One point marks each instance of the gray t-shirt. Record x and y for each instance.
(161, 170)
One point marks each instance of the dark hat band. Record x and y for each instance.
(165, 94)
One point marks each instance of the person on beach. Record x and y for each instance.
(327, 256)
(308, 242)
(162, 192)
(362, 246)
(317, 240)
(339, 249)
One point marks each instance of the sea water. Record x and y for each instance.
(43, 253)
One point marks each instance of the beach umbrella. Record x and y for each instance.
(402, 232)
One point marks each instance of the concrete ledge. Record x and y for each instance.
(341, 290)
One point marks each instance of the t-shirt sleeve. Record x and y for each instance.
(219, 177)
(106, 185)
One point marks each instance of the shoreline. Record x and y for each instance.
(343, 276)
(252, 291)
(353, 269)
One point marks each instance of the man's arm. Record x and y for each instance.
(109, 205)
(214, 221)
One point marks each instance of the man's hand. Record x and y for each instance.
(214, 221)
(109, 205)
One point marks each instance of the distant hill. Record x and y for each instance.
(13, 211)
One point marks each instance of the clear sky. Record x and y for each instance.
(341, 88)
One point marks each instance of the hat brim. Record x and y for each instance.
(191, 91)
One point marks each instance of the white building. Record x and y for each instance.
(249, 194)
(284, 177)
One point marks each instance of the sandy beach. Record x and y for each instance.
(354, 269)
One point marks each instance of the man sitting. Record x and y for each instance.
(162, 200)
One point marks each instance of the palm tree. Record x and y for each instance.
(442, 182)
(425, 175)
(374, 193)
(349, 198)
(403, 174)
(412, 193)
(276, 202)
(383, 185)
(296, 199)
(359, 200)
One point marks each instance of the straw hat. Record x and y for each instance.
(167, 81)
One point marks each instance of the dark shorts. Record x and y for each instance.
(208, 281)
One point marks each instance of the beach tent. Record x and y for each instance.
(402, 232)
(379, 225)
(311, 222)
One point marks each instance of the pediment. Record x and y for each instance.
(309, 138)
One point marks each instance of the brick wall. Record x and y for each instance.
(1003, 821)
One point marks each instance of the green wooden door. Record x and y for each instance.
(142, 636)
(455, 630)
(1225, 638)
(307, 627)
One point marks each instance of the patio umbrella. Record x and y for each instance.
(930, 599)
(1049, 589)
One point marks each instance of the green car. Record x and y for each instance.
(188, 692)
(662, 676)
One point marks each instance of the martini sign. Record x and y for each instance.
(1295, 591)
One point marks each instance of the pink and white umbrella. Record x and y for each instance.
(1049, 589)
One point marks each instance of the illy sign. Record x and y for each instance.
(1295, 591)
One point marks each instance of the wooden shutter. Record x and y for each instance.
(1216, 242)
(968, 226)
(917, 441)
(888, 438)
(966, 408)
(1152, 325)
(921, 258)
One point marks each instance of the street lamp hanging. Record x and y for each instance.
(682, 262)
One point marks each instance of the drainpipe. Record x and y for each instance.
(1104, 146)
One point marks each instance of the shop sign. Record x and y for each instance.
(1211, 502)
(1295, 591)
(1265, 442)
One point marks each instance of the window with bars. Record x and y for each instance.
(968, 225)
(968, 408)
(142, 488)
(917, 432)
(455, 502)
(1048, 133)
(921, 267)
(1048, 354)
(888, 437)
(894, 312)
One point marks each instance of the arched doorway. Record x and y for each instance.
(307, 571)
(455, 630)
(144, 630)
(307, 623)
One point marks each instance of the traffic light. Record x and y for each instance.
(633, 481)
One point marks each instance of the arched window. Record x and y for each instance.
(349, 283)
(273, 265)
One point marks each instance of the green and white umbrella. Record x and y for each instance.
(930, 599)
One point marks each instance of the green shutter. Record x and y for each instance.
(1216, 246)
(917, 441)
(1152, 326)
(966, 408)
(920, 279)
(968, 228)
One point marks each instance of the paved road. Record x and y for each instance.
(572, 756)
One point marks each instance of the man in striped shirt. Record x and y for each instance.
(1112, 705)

▸ Task to complete: Taking care to miss no line, set down the whole listing above exactly.

▸ Task answer:
One point marks each instance of the gray t-shirt. Record x and y for each instance.
(161, 170)
One point marks each instance of the dark hat band. Record x and y for each instance.
(165, 94)
One point marks each instance of the person on beach. Record x and y for each instance.
(327, 256)
(308, 242)
(162, 192)
(362, 246)
(317, 240)
(339, 249)
One point marks each instance of the sea water. Record x and y for each instance.
(43, 253)
One point marks each instance of the beach umbrella. Record x and y for each instance.
(402, 232)
One point marks each instance of the concrete ledge. Record x and y for each instance.
(341, 290)
One point marks each instance of the t-shirt sleeve. Record x and y for each instance.
(219, 177)
(106, 185)
One point marks each instance of the shoreline. Record x and y for each instance.
(343, 276)
(252, 291)
(353, 269)
One point marks each instance of the man's arm. Record x and y for each instance.
(109, 205)
(214, 221)
One point marks each instance of the man's hand. Record x and y for each instance.
(214, 221)
(109, 205)
One point marks each instance of the distant hill. Record x and y for each instance.
(13, 211)
One point marks each instance of the clear sky. Record x and y for each instance.
(341, 88)
One point marks each instance of the hat brim. Record x and y for each instance.
(191, 91)
One point marks each instance of the white building. Record x and y for each instance.
(249, 194)
(284, 177)
One point marks each instance of the sandy beach. Record x and y for each instance.
(354, 269)
One point marks each instance of the man sitting. Record x and y for each instance.
(162, 200)
One point marks each instance of the palm tree. Record x and y for each instance.
(442, 182)
(425, 175)
(374, 193)
(349, 198)
(403, 174)
(412, 193)
(276, 202)
(383, 185)
(296, 199)
(359, 200)
One point marks each instance of the straw hat. Record x and y for each instance.
(167, 81)
One point marks each instance of the dark shorts. Record x and y for each instance.
(208, 281)
One point marks each instance of the beach tent. Record x and y for each instance.
(402, 232)
(379, 225)
(311, 222)
One point marks each instance of the pediment. Record x and y for each instance.
(309, 138)
One point marks each instance of the brick wall. Record x and y for each instance.
(1003, 821)
One point marks each instance of the green wooden door. Record x and y for each instance.
(142, 636)
(455, 630)
(1225, 638)
(307, 627)
One point marks each instance of the patio umbrella. Record x and y for each instance.
(930, 599)
(1049, 589)
One point marks each instance of the green car. Record x and y for each instance.
(188, 692)
(662, 676)
One point marks each instance of the martini sign. Record x and y for each instance.
(1295, 591)
One point marks each instance of the pink and white umbrella. Record x and y for each instance.
(1049, 589)
One point marks each instance of the illy sign. Record x and y for each instance.
(1295, 591)
One point marks each instance of the wooden shutter. Record x and y for each instance.
(1216, 242)
(968, 226)
(917, 441)
(888, 438)
(966, 408)
(1152, 325)
(921, 258)
One point marks each instance of the street lamp hanging. Record x and y for each instance.
(682, 262)
One point marks each instance of the drainpipe. Record x and y for each instance.
(1104, 146)
One point marks each instance of the shop sign. Record x and y for each instance.
(1211, 502)
(1295, 591)
(1265, 442)
One point marks each instance of the window with bars. Record x and y for each instance.
(968, 225)
(968, 408)
(142, 488)
(917, 432)
(455, 502)
(1048, 133)
(921, 267)
(1048, 354)
(888, 437)
(894, 312)
One point marks each instance of the arched doorway. Record x and y for each instance.
(307, 571)
(455, 630)
(144, 630)
(307, 623)
One point marks each instance of the traffic light. Record x and y for each instance.
(633, 481)
One point marks each instance of the arched window. Record x and y for each instance.
(349, 283)
(273, 265)
One point marks each instance of the green and white umbrella. Record x and y for each instance.
(930, 599)
One point marks each instance of the green shutter. Record x and y for each instance.
(1216, 246)
(917, 441)
(1152, 326)
(966, 408)
(920, 279)
(968, 228)
One point marks each instance of the paved road. Record x and y for each instance.
(572, 756)
One point marks each instance of the man in striped shirt. Record x and y for each instance.
(1112, 705)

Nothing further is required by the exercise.